++++ DATASET ROWS ++++

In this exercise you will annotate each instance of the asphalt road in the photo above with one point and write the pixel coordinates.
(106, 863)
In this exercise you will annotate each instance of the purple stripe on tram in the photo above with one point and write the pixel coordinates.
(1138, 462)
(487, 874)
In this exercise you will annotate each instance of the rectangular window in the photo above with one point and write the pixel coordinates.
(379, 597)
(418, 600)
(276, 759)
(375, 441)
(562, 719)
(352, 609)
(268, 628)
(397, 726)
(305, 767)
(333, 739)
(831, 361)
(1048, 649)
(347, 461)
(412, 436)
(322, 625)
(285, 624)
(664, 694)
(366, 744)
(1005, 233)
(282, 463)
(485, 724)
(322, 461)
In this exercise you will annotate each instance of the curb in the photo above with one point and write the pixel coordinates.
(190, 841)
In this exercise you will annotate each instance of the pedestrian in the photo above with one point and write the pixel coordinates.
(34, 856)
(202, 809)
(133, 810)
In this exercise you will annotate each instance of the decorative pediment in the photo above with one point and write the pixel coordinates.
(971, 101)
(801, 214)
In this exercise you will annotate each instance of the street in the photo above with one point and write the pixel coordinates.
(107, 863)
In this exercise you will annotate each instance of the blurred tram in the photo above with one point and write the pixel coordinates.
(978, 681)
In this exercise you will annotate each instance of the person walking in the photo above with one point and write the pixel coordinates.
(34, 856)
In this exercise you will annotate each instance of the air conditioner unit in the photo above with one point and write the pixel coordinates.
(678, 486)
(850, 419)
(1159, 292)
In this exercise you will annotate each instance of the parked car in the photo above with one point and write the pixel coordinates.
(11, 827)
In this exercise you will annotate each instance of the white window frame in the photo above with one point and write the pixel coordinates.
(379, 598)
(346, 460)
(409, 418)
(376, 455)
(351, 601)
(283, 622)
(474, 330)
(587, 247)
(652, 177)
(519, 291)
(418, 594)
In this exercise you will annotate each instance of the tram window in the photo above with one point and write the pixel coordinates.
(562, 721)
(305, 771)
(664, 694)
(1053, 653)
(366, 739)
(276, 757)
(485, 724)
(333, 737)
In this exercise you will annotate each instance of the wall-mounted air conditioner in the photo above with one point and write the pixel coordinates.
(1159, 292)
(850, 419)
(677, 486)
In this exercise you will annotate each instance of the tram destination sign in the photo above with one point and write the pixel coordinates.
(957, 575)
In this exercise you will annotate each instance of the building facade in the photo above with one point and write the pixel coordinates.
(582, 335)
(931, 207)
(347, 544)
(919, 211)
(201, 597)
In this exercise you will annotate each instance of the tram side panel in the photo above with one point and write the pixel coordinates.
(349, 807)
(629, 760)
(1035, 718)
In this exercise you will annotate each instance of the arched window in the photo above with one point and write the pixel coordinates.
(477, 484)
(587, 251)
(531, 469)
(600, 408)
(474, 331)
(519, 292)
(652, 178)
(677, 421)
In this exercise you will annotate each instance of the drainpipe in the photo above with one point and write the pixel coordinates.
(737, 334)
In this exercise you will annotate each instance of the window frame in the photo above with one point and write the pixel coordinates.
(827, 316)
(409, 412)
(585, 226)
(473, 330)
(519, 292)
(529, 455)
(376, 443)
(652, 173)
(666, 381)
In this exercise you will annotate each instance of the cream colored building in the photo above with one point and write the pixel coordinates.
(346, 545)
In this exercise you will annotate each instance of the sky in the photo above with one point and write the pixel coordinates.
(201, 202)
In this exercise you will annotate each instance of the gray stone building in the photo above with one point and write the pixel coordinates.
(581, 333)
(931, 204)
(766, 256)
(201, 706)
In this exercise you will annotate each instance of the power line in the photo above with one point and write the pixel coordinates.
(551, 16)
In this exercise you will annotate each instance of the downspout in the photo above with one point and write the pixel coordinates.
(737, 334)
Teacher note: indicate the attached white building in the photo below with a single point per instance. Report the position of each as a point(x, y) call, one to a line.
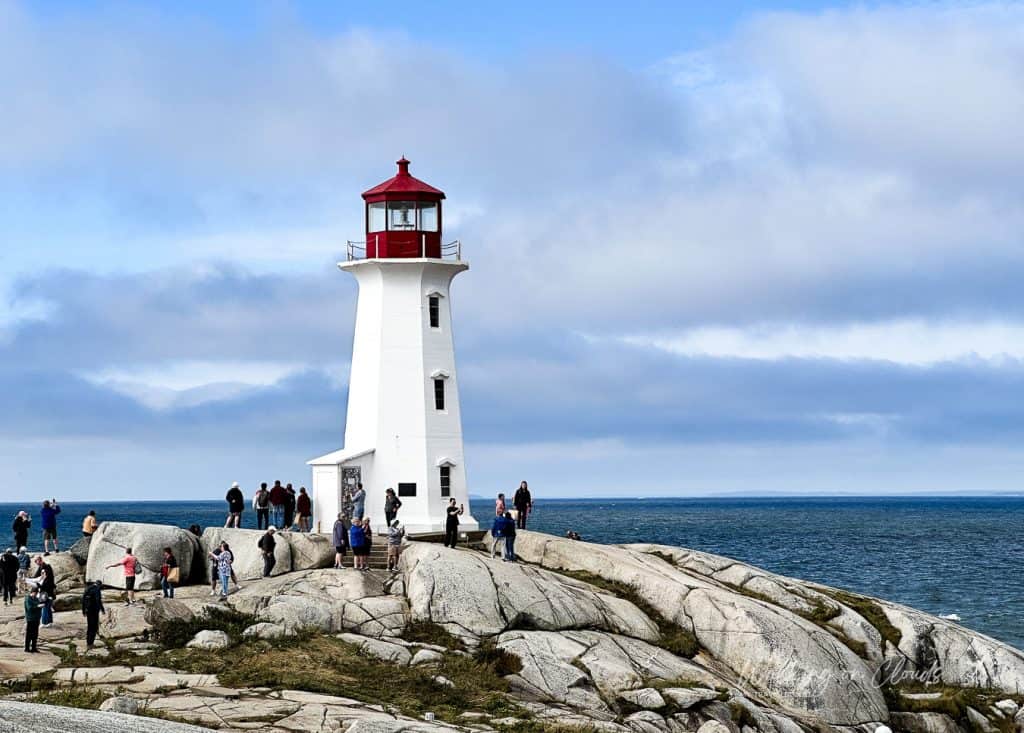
point(403, 426)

++++

TO DO:
Reproduce each line exactly, please, except for any pictures.

TASK RESULT:
In this exercise you will annotate each instance of the asphalt road in the photo above with one point and write the pixel coordinates.
(106, 863)
In this exercise you will annotate each instance of the purple stripe on tram in the photo above with one point and write the pixel coordinates.
(1138, 462)
(487, 874)
In this exercise you will annotate each instance of the rectangular window in the photo above with one point and write the pixel coordinates.
(379, 597)
(418, 600)
(276, 759)
(375, 441)
(562, 719)
(352, 609)
(268, 628)
(397, 726)
(305, 767)
(333, 739)
(831, 361)
(1048, 649)
(347, 461)
(412, 436)
(322, 625)
(285, 624)
(664, 694)
(366, 744)
(1005, 233)
(282, 463)
(485, 724)
(322, 461)
In this exercise you will annotate each instance of the curb in the photo above with one point and write the pixel coordinates.
(190, 841)
In this exercise you will annotate each instance of the pedestrian in the photo above with one point and write the pixel coordinates.
(34, 856)
(202, 809)
(133, 810)
In this exercise you will annotate each instance of the decorative pediment in the photo above with one point and write the pixel coordinates.
(971, 101)
(801, 214)
In this exercise you will annotate each instance of the street in the photo above with one point and write the pixel coordinates.
(107, 863)
In this exercise you will annotate each instance of the blurred tram in the photo above with one point and write the pixel coordinates.
(978, 681)
In this exercise you will annotate each instance of the person walking in the photo above with one point and write the pixel coordinates.
(34, 856)
In this exercise you will annotate each instance of the air conditioner unit in the photo above with one point and write the pixel coordinates.
(678, 486)
(850, 419)
(1159, 292)
In this exercise you will annotate each instance of the parked car in the photo above with one point and write the pixel coordinates.
(11, 827)
In this exercise you will annotate each instance of the white window frame in the photo above with one point and write the pixel coordinates.
(379, 598)
(346, 460)
(409, 418)
(376, 455)
(351, 601)
(283, 622)
(474, 330)
(587, 247)
(652, 177)
(519, 291)
(418, 594)
In this exercise you will annotate each instance of the tram window in the photo above with one point and write the pixel coordinates.
(562, 721)
(305, 771)
(664, 694)
(1053, 653)
(366, 739)
(276, 757)
(485, 724)
(333, 737)
In this exercise you will annotate each instance of the wall-mounted air conditioner in the photo above with one point and write the pixel coordinates.
(1159, 292)
(850, 419)
(677, 486)
In this exercise you will annotate each instance of the tram destination sign in the photo above with one point and write the pixel coordinates.
(957, 575)
In this exercise you will annotate each instance of the building facade in the photo above with one point and write the pixel coordinates.
(582, 335)
(931, 207)
(347, 544)
(919, 211)
(201, 597)
In this exercise you will annotate each instance of the tram side panel in the photo above with one point and write the pixel coordinates.
(349, 807)
(629, 760)
(1035, 718)
In this exercise you will annotate each instance of the arched window in the photo above with one point and write the pixel coordinates.
(477, 484)
(587, 251)
(531, 469)
(600, 408)
(474, 331)
(519, 292)
(652, 178)
(677, 421)
In this exercise you will annotate each instance of the drainpipe in the photo above with one point and write the pixel coordinates.
(737, 334)
In this exercise you will annotate each instance of the window frame in the photo above with one point and write the pixel coordinates.
(827, 316)
(409, 412)
(585, 226)
(473, 330)
(519, 292)
(529, 455)
(376, 443)
(652, 173)
(666, 381)
In this exercise you will annotate each instance of the cream colored building in the photo above with one point and write the pixel coordinates.
(346, 545)
In this exercise you will annotate each instance of the sky in the photo above with one point and write the pixel coordinates.
(201, 202)
In this exercise you will annotate each instance of the gray stone building in the photo above with one point and write the pixel coordinates.
(581, 333)
(931, 204)
(766, 256)
(201, 706)
In this exercise you will annotate each instance of the power line in the photo above with one point and write the pixel coordinates.
(551, 16)
In this exercise you will annotate each instance of the downspout in the photo above with one point and write the pixel coordinates.
(737, 334)
Teacher note: indicate the attached white building in the photo below with a single point per instance. Report the position of each as a point(x, y) call, one to a line.
point(403, 426)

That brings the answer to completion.